> [Task brief] Print the part of the campus accessibility comments starting with "The absolute worst" and going on through "to accommodate them.", word for word.

> [Extracted text]
□ □ □ □ □

The biggest challenge in being in a wheelchair/crutches/a cane was how long it took to get around campus. I don't know if the school can change this, but it's worth mentioning how those with impaired movements need to expend an extra amount of energy getting around campus. On the other hand, I found this aspect of University life enjoyable even though I was impaired. One plus to BYU is that unlike most campuses, most of the buildings with classes are fairly close together. Benches and places in between building to sit made things easier on me. I'm so grateful for that.
The absolute worst time to be handicapped on campus is during the winter!! I can’t count the amount of times I’ve slipped and fallen on ice while walking to class. In addition, I often slip when I walk into buildings where there’s no mat or anything and the floors get wet from students walking around with wet shoes. Sometimes on especially snowy days, I can’t get to campus at all and I’m forced to miss class.
I feel like with admissions, there are certain requirements for how many people in each demographic the school has to accept, but they don’t have similar requirements for the accommodations that are made for those students after they are accepted. It’s almost like a false promise in some ways. If you’re going to accept this many students with a disability into your school, you need to be able to accommodate them.

□ □ □ □ □

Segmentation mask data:
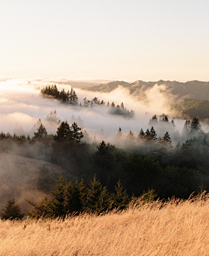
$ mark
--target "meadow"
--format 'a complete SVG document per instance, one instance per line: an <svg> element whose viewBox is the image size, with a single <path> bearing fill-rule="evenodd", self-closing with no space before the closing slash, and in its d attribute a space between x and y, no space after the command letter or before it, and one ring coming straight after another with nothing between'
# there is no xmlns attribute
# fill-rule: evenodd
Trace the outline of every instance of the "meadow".
<svg viewBox="0 0 209 256"><path fill-rule="evenodd" d="M208 255L209 196L96 216L0 221L0 255Z"/></svg>

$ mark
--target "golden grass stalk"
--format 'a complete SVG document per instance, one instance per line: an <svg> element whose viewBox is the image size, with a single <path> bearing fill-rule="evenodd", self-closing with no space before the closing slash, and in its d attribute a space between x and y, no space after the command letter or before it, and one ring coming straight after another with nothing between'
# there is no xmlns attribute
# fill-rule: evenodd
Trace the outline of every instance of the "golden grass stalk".
<svg viewBox="0 0 209 256"><path fill-rule="evenodd" d="M209 197L95 216L0 221L0 255L208 255Z"/></svg>

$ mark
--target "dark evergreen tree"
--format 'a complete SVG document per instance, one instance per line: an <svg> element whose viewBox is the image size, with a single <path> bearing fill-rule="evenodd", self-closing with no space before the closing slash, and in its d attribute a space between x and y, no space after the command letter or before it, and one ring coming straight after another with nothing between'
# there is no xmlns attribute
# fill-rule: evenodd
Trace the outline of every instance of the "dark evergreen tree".
<svg viewBox="0 0 209 256"><path fill-rule="evenodd" d="M28 215L31 218L52 218L54 213L50 207L50 201L46 197L44 197L39 202L34 203L30 200L26 200L30 205L34 207L34 210L28 212Z"/></svg>
<svg viewBox="0 0 209 256"><path fill-rule="evenodd" d="M122 133L122 130L121 130L121 128L119 127L119 129L118 129L118 132L116 135L116 140L117 141L121 141L123 138L123 133Z"/></svg>
<svg viewBox="0 0 209 256"><path fill-rule="evenodd" d="M151 140L151 133L149 129L145 131L144 138L146 142Z"/></svg>
<svg viewBox="0 0 209 256"><path fill-rule="evenodd" d="M165 146L171 146L172 144L172 139L170 137L170 135L168 132L166 132L165 134L165 135L163 136L163 142Z"/></svg>
<svg viewBox="0 0 209 256"><path fill-rule="evenodd" d="M67 121L62 121L57 128L57 135L53 135L55 141L66 141L70 137L70 126Z"/></svg>
<svg viewBox="0 0 209 256"><path fill-rule="evenodd" d="M119 209L125 209L131 201L131 198L124 189L120 180L115 186L115 193L111 194L111 200L113 202L112 207Z"/></svg>
<svg viewBox="0 0 209 256"><path fill-rule="evenodd" d="M7 201L6 206L3 209L2 218L3 219L21 219L24 214L21 213L20 206L16 203L15 199Z"/></svg>
<svg viewBox="0 0 209 256"><path fill-rule="evenodd" d="M139 135L138 135L138 140L144 140L145 139L145 132L144 130L141 128Z"/></svg>
<svg viewBox="0 0 209 256"><path fill-rule="evenodd" d="M78 124L74 121L72 125L70 127L69 138L71 140L75 140L78 142L84 137L82 128L78 126Z"/></svg>
<svg viewBox="0 0 209 256"><path fill-rule="evenodd" d="M157 134L153 127L152 127L150 130L150 140L152 140L152 141L157 140Z"/></svg>
<svg viewBox="0 0 209 256"><path fill-rule="evenodd" d="M37 133L34 133L34 138L44 138L47 135L47 131L46 128L44 127L43 124L41 124L39 126L39 128L37 128Z"/></svg>
<svg viewBox="0 0 209 256"><path fill-rule="evenodd" d="M150 119L149 124L150 124L151 126L156 126L158 123L158 117L157 117L156 114L154 114L154 115Z"/></svg>
<svg viewBox="0 0 209 256"><path fill-rule="evenodd" d="M135 136L133 135L133 133L131 131L129 132L127 137L126 137L126 140L129 142L132 142L134 140L135 140Z"/></svg>
<svg viewBox="0 0 209 256"><path fill-rule="evenodd" d="M110 143L105 143L104 141L97 146L98 151L97 155L106 155L109 151L115 149L115 146L110 144Z"/></svg>
<svg viewBox="0 0 209 256"><path fill-rule="evenodd" d="M115 103L111 102L111 107L115 107Z"/></svg>
<svg viewBox="0 0 209 256"><path fill-rule="evenodd" d="M51 192L53 198L50 202L50 207L53 211L54 217L65 217L64 209L65 201L65 184L66 180L60 174L57 180L57 185L55 192Z"/></svg>
<svg viewBox="0 0 209 256"><path fill-rule="evenodd" d="M86 191L84 181L80 183L76 181L74 184L70 181L65 188L65 213L82 212L85 200Z"/></svg>
<svg viewBox="0 0 209 256"><path fill-rule="evenodd" d="M82 142L84 142L86 143L91 143L91 139L86 130L83 131L83 135L84 135L84 137Z"/></svg>
<svg viewBox="0 0 209 256"><path fill-rule="evenodd" d="M183 135L188 135L191 133L191 121L186 120L183 128Z"/></svg>
<svg viewBox="0 0 209 256"><path fill-rule="evenodd" d="M94 175L87 188L87 196L85 202L85 210L87 211L96 212L99 210L98 201L102 192L102 184Z"/></svg>
<svg viewBox="0 0 209 256"><path fill-rule="evenodd" d="M169 123L169 120L166 114L165 114L164 117L161 119L161 122Z"/></svg>
<svg viewBox="0 0 209 256"><path fill-rule="evenodd" d="M199 121L199 119L197 117L194 117L191 122L191 132L190 133L195 133L201 131L201 125Z"/></svg>
<svg viewBox="0 0 209 256"><path fill-rule="evenodd" d="M175 124L174 124L174 121L173 121L173 120L171 121L171 125L172 125L172 128L175 128Z"/></svg>

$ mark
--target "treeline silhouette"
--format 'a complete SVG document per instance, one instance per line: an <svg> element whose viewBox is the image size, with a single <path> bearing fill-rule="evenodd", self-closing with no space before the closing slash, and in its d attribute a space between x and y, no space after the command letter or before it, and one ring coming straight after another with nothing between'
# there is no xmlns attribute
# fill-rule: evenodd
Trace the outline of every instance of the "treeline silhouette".
<svg viewBox="0 0 209 256"><path fill-rule="evenodd" d="M105 106L108 107L108 114L114 115L121 115L125 118L133 118L135 116L134 111L129 111L125 107L124 103L121 102L120 105L115 105L114 102L111 104L105 102L102 100L98 100L97 97L94 97L92 100L88 100L86 97L83 100L83 103L80 101L78 104L78 97L77 93L71 87L71 92L65 91L64 89L59 91L56 85L48 86L44 87L41 90L41 93L44 95L53 96L57 100L61 100L64 103L68 103L73 106L79 106L80 107L93 107L95 106Z"/></svg>

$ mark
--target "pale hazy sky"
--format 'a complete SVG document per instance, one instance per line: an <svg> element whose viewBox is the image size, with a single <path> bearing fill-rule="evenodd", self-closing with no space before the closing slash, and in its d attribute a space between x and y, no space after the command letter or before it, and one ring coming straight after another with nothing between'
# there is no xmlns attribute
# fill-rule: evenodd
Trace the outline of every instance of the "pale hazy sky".
<svg viewBox="0 0 209 256"><path fill-rule="evenodd" d="M0 0L0 77L209 80L208 0Z"/></svg>

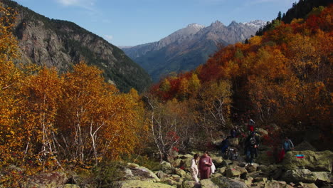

□ □ □ □ □

> [Reply]
The absolute worst time to be handicapped on campus is during the winter!! I can’t count the amount of times I’ve slipped and fallen on ice while walking to class. In addition, I often slip when I walk into buildings where there’s no mat or anything and the floors get wet from students walking around with wet shoes. Sometimes on especially snowy days, I can’t get to campus at all and I’m forced to miss class.
I feel like with admissions, there are certain requirements for how many people in each demographic the school has to accept, but they don’t have similar requirements for the accommodations that are made for those students after they are accepted. It’s almost like a false promise in some ways. If you’re going to accept this many students with a disability into your school, you need to be able to accommodate them.